Compito
Ricopia parola per parola la parte del testo su Kemo che si apre con le parole contenenti "Mercoledì la brutta" e si chiude con "non lo abbandona.".

Testo
════════════════
Operato, accolto dalla Caritas, Kemo, gambiano di 23 anni, da 4 in Italia, stava per cominciare una nuova vita. Giovedì aveva l’appuntamento in Questura per il permesso di soggiorno, venerdì avrebbe firmato il contratto di lavoro con la Princes, la multinazionale agroalimentare molto attenta alla filiera etica e che da tempo collabora con la Caritas foggiana e altre organizzazioni impegnate nella lotta allo sfruttamento dei braccianti. Un contratto vero per Kemo, dopo anni di lavoro nero. Eravamo andati con lui alcuni giorni fa per incontrare l’amministratore delegato, Gianmarco Laviola. Il ragazzo era sorridente e curioso. Già aveva iniziato il corso sulla sicurezza. Tutto era pronto per la firma del contratto, mancava solo il documento della Questura.

Mercoledì la brutta notizia. «Mi fa male l’occhio, vedo tutto bianco» ha detto allarmato agli operatori della Caritas. E la visita al Pronto soccorso ha confermato la gravità della situazione: glaucoma, causato dal forte trauma. Ma la squadra che lo ha aiutato non lo abbandona.
════════════════
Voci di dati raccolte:

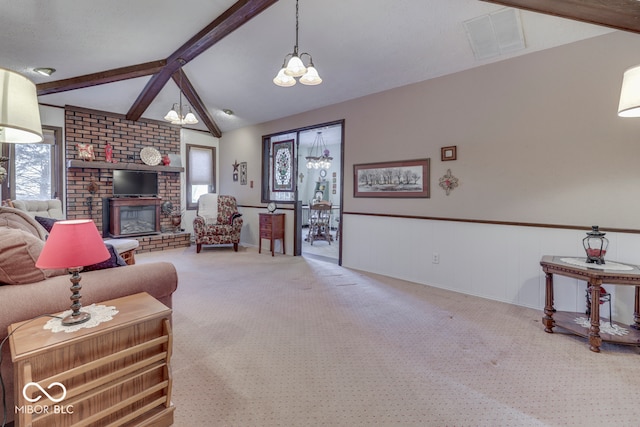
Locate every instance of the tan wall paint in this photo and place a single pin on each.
(538, 139)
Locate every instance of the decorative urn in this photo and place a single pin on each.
(595, 245)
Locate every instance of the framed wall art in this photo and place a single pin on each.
(401, 179)
(449, 153)
(243, 173)
(283, 178)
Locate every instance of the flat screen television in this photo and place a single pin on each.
(134, 183)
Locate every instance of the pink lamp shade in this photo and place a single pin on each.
(73, 243)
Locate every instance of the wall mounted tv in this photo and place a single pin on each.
(134, 183)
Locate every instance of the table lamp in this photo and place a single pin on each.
(73, 244)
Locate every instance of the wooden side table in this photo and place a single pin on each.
(595, 278)
(116, 373)
(272, 228)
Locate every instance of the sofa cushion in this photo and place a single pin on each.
(20, 251)
(47, 223)
(51, 208)
(115, 260)
(15, 218)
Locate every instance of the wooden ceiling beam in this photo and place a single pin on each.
(192, 96)
(234, 17)
(102, 77)
(619, 14)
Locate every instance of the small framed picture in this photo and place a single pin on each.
(448, 153)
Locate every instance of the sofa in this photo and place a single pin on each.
(50, 292)
(217, 221)
(48, 211)
(51, 208)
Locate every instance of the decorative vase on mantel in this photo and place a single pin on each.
(176, 220)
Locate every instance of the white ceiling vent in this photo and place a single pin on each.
(495, 34)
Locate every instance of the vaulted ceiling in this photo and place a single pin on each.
(129, 57)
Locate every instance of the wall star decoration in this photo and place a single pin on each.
(448, 182)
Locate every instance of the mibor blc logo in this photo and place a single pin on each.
(53, 388)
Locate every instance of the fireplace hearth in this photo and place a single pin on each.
(134, 216)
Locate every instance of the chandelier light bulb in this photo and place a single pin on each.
(284, 80)
(311, 77)
(295, 67)
(190, 118)
(172, 115)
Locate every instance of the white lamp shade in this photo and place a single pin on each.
(630, 94)
(283, 80)
(190, 118)
(172, 116)
(295, 67)
(19, 112)
(311, 78)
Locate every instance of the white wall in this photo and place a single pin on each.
(499, 262)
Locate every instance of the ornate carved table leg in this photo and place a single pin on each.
(594, 331)
(547, 320)
(636, 310)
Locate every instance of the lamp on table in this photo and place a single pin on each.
(73, 244)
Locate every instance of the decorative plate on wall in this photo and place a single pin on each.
(150, 156)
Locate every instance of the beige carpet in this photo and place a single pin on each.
(289, 341)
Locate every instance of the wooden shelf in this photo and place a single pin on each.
(566, 320)
(117, 373)
(82, 164)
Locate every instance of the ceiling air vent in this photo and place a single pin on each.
(495, 34)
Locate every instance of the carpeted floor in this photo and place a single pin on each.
(289, 341)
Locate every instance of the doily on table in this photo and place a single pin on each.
(581, 262)
(605, 327)
(99, 314)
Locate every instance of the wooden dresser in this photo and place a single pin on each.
(272, 228)
(116, 373)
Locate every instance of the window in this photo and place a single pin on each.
(279, 167)
(35, 170)
(200, 173)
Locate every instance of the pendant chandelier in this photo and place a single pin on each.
(176, 115)
(318, 157)
(296, 68)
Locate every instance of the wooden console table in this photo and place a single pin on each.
(272, 228)
(116, 373)
(595, 278)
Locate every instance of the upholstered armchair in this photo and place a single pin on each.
(217, 221)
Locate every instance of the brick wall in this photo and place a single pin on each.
(127, 139)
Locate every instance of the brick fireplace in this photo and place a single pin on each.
(127, 138)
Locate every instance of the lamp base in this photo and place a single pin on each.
(76, 319)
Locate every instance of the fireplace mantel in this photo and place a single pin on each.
(83, 164)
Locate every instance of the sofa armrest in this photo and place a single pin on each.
(24, 302)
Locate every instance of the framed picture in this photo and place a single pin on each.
(243, 173)
(401, 179)
(448, 153)
(283, 166)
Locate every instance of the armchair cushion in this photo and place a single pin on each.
(225, 229)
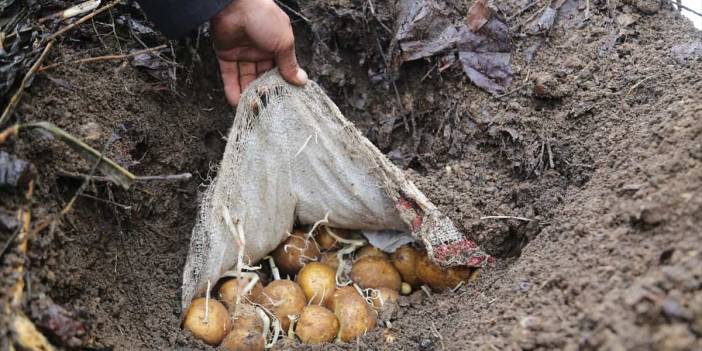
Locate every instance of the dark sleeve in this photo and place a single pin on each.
(174, 18)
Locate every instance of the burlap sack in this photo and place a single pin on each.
(291, 155)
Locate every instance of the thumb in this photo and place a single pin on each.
(288, 67)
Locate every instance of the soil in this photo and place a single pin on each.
(597, 143)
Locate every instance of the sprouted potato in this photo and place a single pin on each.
(212, 329)
(317, 281)
(355, 316)
(330, 259)
(405, 261)
(283, 298)
(405, 289)
(244, 316)
(317, 325)
(383, 296)
(295, 252)
(439, 278)
(230, 288)
(374, 272)
(331, 301)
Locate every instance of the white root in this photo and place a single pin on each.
(266, 321)
(291, 329)
(274, 270)
(207, 302)
(351, 247)
(238, 231)
(269, 321)
(426, 290)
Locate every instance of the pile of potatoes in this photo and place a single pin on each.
(312, 307)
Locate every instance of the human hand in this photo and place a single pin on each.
(250, 38)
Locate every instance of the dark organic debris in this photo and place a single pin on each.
(14, 172)
(135, 25)
(154, 66)
(59, 324)
(482, 42)
(687, 52)
(424, 29)
(544, 23)
(485, 54)
(16, 52)
(8, 220)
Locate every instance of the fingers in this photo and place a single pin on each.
(247, 74)
(263, 67)
(230, 78)
(288, 67)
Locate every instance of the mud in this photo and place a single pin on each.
(597, 143)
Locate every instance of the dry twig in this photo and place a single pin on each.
(27, 77)
(81, 20)
(103, 58)
(507, 217)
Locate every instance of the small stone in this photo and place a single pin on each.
(531, 323)
(426, 344)
(648, 7)
(672, 309)
(626, 19)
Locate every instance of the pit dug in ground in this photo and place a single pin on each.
(582, 177)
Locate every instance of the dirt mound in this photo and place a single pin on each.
(594, 153)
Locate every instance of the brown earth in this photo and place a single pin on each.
(607, 165)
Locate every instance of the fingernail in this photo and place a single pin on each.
(301, 76)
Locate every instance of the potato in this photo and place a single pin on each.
(381, 297)
(375, 272)
(330, 259)
(355, 316)
(405, 261)
(318, 281)
(405, 289)
(295, 252)
(244, 340)
(229, 289)
(212, 330)
(245, 317)
(439, 278)
(331, 301)
(369, 250)
(317, 325)
(283, 298)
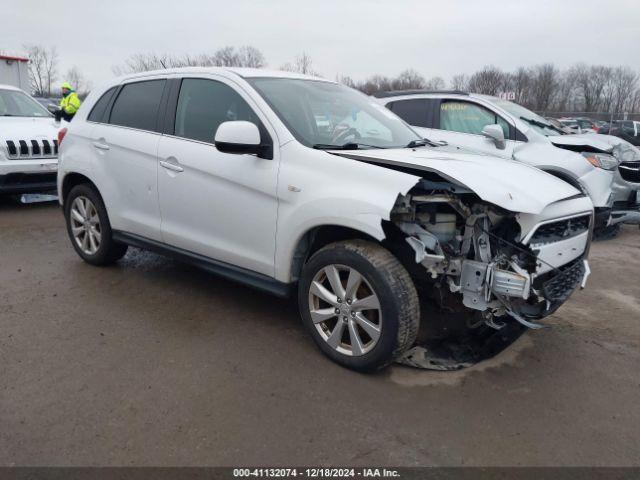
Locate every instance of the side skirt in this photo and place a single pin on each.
(231, 272)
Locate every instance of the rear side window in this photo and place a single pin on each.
(204, 104)
(465, 117)
(414, 112)
(100, 108)
(137, 105)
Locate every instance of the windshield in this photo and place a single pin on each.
(625, 152)
(14, 103)
(326, 115)
(538, 123)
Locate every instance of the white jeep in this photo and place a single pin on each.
(28, 144)
(286, 182)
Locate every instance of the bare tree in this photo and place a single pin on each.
(229, 56)
(490, 80)
(435, 83)
(375, 83)
(301, 64)
(460, 82)
(43, 68)
(519, 82)
(408, 80)
(346, 80)
(77, 81)
(251, 57)
(622, 84)
(544, 81)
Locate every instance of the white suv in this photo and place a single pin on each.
(283, 181)
(487, 124)
(28, 144)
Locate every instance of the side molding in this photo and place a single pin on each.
(231, 272)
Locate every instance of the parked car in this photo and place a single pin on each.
(28, 144)
(289, 183)
(628, 130)
(490, 125)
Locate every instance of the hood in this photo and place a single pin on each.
(589, 141)
(508, 184)
(28, 128)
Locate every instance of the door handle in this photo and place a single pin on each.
(171, 166)
(101, 146)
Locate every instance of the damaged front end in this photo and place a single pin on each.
(485, 262)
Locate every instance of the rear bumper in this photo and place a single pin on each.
(13, 183)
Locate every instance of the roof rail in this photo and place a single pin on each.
(397, 93)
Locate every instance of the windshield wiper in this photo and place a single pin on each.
(423, 142)
(346, 146)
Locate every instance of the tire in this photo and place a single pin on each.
(94, 227)
(386, 331)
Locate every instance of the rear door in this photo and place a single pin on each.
(127, 147)
(219, 205)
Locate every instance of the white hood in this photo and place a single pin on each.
(511, 185)
(28, 128)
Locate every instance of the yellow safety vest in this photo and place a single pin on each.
(71, 103)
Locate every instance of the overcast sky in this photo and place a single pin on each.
(350, 37)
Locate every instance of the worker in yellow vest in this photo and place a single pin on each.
(69, 104)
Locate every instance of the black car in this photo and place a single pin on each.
(629, 130)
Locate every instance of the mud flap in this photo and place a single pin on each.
(449, 354)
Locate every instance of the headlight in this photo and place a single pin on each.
(601, 160)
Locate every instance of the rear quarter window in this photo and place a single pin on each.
(99, 110)
(414, 112)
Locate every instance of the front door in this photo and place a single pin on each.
(460, 123)
(219, 205)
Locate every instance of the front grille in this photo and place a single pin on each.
(630, 171)
(26, 149)
(18, 179)
(560, 286)
(560, 230)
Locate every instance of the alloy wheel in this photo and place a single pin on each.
(85, 225)
(345, 310)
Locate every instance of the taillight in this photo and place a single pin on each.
(61, 133)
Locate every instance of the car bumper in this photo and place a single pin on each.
(14, 183)
(28, 176)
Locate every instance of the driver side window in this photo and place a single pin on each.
(204, 104)
(465, 117)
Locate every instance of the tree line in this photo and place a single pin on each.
(543, 88)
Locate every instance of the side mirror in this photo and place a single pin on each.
(241, 137)
(494, 132)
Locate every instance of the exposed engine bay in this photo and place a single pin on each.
(476, 257)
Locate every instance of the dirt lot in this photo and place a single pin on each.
(152, 362)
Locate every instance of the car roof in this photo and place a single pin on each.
(10, 87)
(239, 71)
(402, 93)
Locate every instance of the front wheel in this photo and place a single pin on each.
(359, 304)
(89, 228)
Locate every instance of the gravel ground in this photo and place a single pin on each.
(152, 362)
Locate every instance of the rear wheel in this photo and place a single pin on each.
(89, 228)
(359, 304)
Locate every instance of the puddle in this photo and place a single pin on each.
(411, 377)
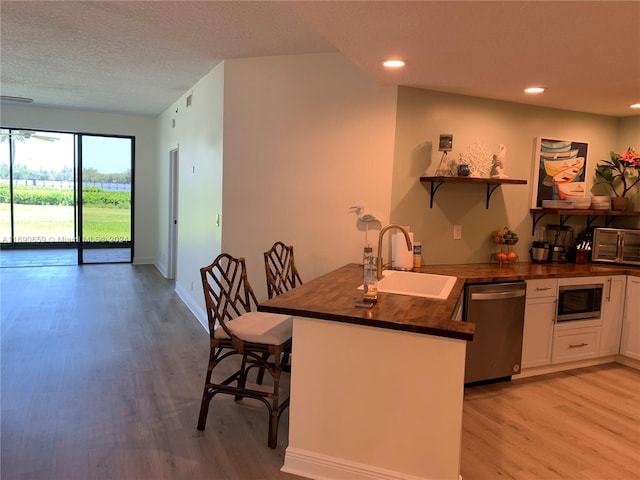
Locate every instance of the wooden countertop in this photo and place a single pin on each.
(333, 296)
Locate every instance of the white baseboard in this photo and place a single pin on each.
(628, 361)
(197, 311)
(533, 371)
(322, 467)
(161, 268)
(143, 261)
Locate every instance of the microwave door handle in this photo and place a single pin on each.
(619, 247)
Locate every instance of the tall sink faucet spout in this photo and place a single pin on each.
(384, 230)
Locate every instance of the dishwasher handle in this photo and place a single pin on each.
(497, 295)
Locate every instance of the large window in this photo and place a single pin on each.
(66, 189)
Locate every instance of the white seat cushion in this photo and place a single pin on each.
════════════════
Risposta
Mercoledì la brutta notizia. «Mi fa male l’occhio, vedo tutto bianco» ha detto allarmato agli operatori della Caritas. E la visita al Pronto soccorso ha confermato la gravità della situazione: glaucoma, causato dal forte trauma. Ma la squadra che lo ha aiutato non lo abbandona.